| Your task |
Could you repeat the entries below word for word, leaving nothing out?

| Natural language region descriptions |
↓↓↓
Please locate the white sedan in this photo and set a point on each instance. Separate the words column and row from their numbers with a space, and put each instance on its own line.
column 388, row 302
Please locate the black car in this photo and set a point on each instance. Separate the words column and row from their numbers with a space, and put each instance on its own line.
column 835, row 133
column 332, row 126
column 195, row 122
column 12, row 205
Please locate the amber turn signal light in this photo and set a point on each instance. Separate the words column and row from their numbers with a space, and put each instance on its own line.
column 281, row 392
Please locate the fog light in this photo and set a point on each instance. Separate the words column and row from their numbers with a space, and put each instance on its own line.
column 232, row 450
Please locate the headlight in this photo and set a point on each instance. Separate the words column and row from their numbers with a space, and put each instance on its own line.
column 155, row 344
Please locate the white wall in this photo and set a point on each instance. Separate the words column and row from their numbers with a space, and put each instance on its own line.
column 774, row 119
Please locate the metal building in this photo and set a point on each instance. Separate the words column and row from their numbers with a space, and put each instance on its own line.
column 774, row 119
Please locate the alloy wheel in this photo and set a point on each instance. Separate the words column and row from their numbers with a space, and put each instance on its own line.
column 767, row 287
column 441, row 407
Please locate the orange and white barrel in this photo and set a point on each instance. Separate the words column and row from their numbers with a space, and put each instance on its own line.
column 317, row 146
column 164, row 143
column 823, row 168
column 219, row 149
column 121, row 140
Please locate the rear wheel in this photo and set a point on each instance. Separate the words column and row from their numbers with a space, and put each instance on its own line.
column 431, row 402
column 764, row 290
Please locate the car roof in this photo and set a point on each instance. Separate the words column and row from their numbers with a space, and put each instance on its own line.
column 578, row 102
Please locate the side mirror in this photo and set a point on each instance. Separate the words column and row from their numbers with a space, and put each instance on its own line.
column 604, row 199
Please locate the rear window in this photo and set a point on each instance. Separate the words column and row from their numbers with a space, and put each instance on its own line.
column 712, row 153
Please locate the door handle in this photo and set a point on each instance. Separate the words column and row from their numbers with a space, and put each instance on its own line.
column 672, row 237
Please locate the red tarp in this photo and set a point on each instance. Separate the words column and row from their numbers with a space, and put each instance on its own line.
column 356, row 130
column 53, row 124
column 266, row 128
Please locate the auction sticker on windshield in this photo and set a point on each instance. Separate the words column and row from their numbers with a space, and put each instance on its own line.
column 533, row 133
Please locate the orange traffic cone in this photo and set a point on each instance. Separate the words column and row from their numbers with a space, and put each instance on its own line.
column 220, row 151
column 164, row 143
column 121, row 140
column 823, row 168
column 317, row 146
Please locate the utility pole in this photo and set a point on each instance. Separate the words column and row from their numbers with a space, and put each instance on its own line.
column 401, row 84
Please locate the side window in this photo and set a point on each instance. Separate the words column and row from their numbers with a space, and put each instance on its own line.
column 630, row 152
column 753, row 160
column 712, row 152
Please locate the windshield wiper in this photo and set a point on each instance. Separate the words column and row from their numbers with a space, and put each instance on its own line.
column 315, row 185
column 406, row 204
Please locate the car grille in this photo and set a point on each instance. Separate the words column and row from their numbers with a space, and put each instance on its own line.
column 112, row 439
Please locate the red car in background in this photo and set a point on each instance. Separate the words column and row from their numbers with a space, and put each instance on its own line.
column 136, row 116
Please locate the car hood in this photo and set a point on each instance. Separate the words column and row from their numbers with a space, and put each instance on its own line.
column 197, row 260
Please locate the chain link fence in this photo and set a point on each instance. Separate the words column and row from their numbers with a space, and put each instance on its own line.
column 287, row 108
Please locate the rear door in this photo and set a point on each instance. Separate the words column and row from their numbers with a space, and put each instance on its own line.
↑↑↑
| Answer space |
Please locate the white sedan in this photo and set a point on each instance. Separate the words column and row from their numbers with a space, and put each instance on its own line.
column 388, row 302
Please locate the black car in this photo and set a point on each instance. Separate the words column and row from their numbers with a space, and put each instance on its own line.
column 835, row 133
column 332, row 126
column 195, row 122
column 12, row 205
Please locate the amber turn signal light in this photo and set a point on each instance. Separate the words column and row from their numbers with a space, and put each instance on its own line.
column 281, row 392
Please locate the fog light in this photo and set a point on each instance. Separate the words column and row from their numbers with a space, and put each instance on its own line.
column 232, row 450
Please locate the headlight in this photo and set a point on each instance. Separate the words column and row from their numbers with a space, and put each instance on its own line.
column 155, row 344
Please locate the white wall in this photo and set a point on each instance. Separate the words column and row from their numbers with a space, and put each instance on its own line.
column 774, row 119
Please locate the metal building in this photo and set a point on each instance. Separate the words column and row from their numbers with a space, and put each instance on its own line.
column 774, row 119
Please locate the alloy wheel in this photo and set a point on each instance. Separate the words column and row from their numbers with a space, and put each instance on its own line.
column 767, row 287
column 441, row 407
Please locate the orange and white barrel in this photo and set a point on each instance. Separate the words column and row from their numbers with a space, and put each instance on its own line.
column 317, row 146
column 164, row 143
column 823, row 168
column 219, row 149
column 121, row 140
Please locate the rear wheel in this photo and set a point on each instance. Separate the words column and row from their numbers with a space, and put each instance on its own line.
column 431, row 402
column 764, row 290
Please locate the car roof in this photo and set a point on each instance. Separate the words column and row from their numbers with a space, and put each instance on its own line.
column 578, row 102
Please locate the side mirror in this photo and set a point on each instance. Separate the words column and row from their numbers with a space, and put each instance on its own line.
column 604, row 199
Please locate the rear window in this photo and set a point on each instance. Separate the words column and row from their numbers with a space, and put each instance on its own line.
column 712, row 153
Please locate the door handle in this photo and set a point on each instance. Separate the words column and row from their numbers with a space, and put each instance on its own line.
column 672, row 237
Please locate the red tarp in this photo and set a point on each instance. Separate the words column and row from their numbers with a space, and put each instance on its own line.
column 356, row 130
column 53, row 124
column 266, row 128
Please locate the auction sticker on windshield in this photo and set a point on each instance. Separate the words column and row from their numbers with a space, and put each instance on its own line.
column 533, row 133
Please locate the orange traffic cone in this photo and set a point on each instance. Separate the words column and row from their numbers with a space, and put each instance on its own line.
column 220, row 151
column 164, row 143
column 121, row 140
column 823, row 168
column 317, row 146
Please locate the utility pole in this photo and set a point on each instance. Separate the words column and row from their numbers with a space, and put each instance on its own line.
column 401, row 84
Please locate the side window in this photo and set a point on each instance. Separate the words column and row from their numbers with a space, and put each instance on its own line.
column 630, row 152
column 753, row 160
column 712, row 152
Please locate the windshield wiper in this photo and set a point on each instance. Separate the words column and row from their numbers with a space, and put each instance on its own line.
column 315, row 185
column 406, row 204
Please locate the car grille in this photo and set a point on each instance. Separate the words column and row from their numbers with a space, and put each instance on its own line.
column 112, row 439
Please locate the red car in background in this photo and set a point on each instance. Separate the words column and row from their numbers with a space, and put each instance on its own line.
column 136, row 116
Please locate the car hood in this photo and set a point on each instance. Separate the words column and row from their numbers with a space, and put each instance on its own line.
column 197, row 260
Please locate the chain link fence in this photo and set a point on each instance. Separate the words column and row from their numbers with a space, and put each instance on its own line.
column 287, row 108
Please locate the rear door in this photo and set a point on each instance. Separate the words column and row from their numbers with a space, and put each instance on its own line.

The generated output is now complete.